> _Work request_
The entries below are to be repeated verbatim, in full.
━━━ Provided data
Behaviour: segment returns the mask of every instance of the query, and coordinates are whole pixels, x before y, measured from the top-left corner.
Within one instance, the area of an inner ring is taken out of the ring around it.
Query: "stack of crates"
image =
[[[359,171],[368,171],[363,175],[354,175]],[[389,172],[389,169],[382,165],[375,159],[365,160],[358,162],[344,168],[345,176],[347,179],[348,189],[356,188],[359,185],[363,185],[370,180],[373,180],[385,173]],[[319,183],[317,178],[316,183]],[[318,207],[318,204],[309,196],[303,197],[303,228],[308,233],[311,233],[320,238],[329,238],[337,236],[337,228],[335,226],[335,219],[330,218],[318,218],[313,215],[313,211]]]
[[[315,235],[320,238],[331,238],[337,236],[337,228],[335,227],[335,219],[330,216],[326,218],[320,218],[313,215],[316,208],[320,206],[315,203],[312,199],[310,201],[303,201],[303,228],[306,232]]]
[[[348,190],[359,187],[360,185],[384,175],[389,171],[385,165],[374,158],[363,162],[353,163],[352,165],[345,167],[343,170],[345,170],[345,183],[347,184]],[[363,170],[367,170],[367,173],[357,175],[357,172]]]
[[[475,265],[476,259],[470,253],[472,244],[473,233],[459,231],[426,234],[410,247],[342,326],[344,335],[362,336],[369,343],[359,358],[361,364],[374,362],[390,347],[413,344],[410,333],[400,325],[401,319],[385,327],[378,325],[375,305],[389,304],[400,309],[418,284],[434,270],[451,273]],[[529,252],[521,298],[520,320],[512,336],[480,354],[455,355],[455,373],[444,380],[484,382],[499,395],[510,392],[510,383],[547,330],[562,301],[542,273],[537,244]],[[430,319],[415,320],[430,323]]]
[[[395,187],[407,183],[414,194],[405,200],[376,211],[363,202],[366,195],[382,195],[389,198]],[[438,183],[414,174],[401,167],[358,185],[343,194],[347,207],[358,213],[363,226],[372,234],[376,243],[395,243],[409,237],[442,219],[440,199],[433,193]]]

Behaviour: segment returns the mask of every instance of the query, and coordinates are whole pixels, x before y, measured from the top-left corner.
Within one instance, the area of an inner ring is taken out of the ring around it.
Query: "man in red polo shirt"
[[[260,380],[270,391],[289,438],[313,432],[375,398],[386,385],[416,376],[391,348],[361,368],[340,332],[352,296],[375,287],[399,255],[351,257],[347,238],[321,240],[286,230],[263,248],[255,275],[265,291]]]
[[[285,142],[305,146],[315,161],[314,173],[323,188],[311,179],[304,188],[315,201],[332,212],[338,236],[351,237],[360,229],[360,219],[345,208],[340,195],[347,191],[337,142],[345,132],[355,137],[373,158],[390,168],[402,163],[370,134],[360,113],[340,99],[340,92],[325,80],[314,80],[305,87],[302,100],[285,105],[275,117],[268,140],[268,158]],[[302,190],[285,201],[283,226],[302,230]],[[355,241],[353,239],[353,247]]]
━━━━━━
> _Your response_
Behaviour: segment returns the mask of every instance of the query, and coordinates are whole pixels, x before y, measured from the top-left corner.
Within one instance, the area of an inner ring is taken out of the ring around it.
Query: "stack of crates"
image =
[[[359,171],[368,171],[363,175],[354,175]],[[389,172],[389,169],[382,165],[375,159],[365,160],[358,162],[344,168],[345,176],[347,179],[348,189],[356,188],[359,185],[363,185],[370,180],[373,180],[385,173]],[[319,183],[317,178],[316,183]],[[318,207],[318,204],[309,196],[303,197],[303,228],[308,233],[311,233],[320,238],[329,238],[337,236],[337,228],[335,226],[335,219],[330,218],[318,218],[313,215],[313,211]]]
[[[315,235],[320,238],[331,238],[337,236],[337,228],[335,227],[335,219],[330,216],[326,218],[320,218],[313,215],[316,208],[320,206],[315,203],[312,199],[310,201],[303,201],[303,228],[306,232]]]
[[[348,190],[359,187],[360,185],[384,175],[389,171],[385,165],[374,158],[363,162],[353,163],[352,165],[345,167],[343,170],[345,170],[345,183],[347,184]],[[363,170],[367,170],[367,173],[357,175],[357,172]]]
[[[475,265],[476,259],[470,253],[472,244],[473,233],[459,231],[426,234],[410,247],[342,326],[344,335],[362,336],[369,343],[359,358],[361,364],[374,362],[390,347],[413,344],[410,333],[400,325],[401,319],[385,327],[378,325],[375,305],[389,304],[400,309],[418,284],[434,270],[451,273]],[[529,252],[521,298],[520,320],[512,336],[480,354],[455,355],[455,373],[444,380],[484,382],[499,395],[510,392],[510,383],[547,330],[562,301],[542,273],[537,244]],[[430,319],[415,320],[430,323]]]
[[[395,187],[407,183],[414,194],[405,200],[376,211],[363,202],[366,195],[382,195],[389,198]],[[438,183],[414,174],[401,167],[358,185],[343,194],[347,207],[358,213],[363,226],[372,234],[376,243],[395,243],[409,237],[442,219],[440,199],[433,193]]]

Behaviour: segment returns the mask of every instance of the query, and coordinates are whole pixels, x before y, measured from the top-left corner.
Within one instance, the area of an inner ring is taken out of the ring around it.
Query: "man in red polo shirt"
[[[260,380],[270,391],[289,438],[313,432],[375,398],[386,385],[416,376],[391,348],[361,368],[340,332],[352,296],[375,287],[399,255],[351,257],[347,238],[321,240],[286,230],[263,248],[255,275],[265,291]]]
[[[285,142],[305,146],[315,161],[314,173],[323,188],[311,179],[304,188],[315,201],[332,212],[338,236],[351,237],[360,229],[360,219],[345,208],[340,195],[347,191],[337,142],[345,132],[355,137],[373,158],[390,168],[402,163],[370,134],[360,113],[340,99],[340,92],[325,80],[314,80],[305,87],[302,100],[285,105],[275,117],[268,140],[268,158]],[[302,190],[285,201],[283,226],[302,230]],[[355,241],[353,239],[353,247]]]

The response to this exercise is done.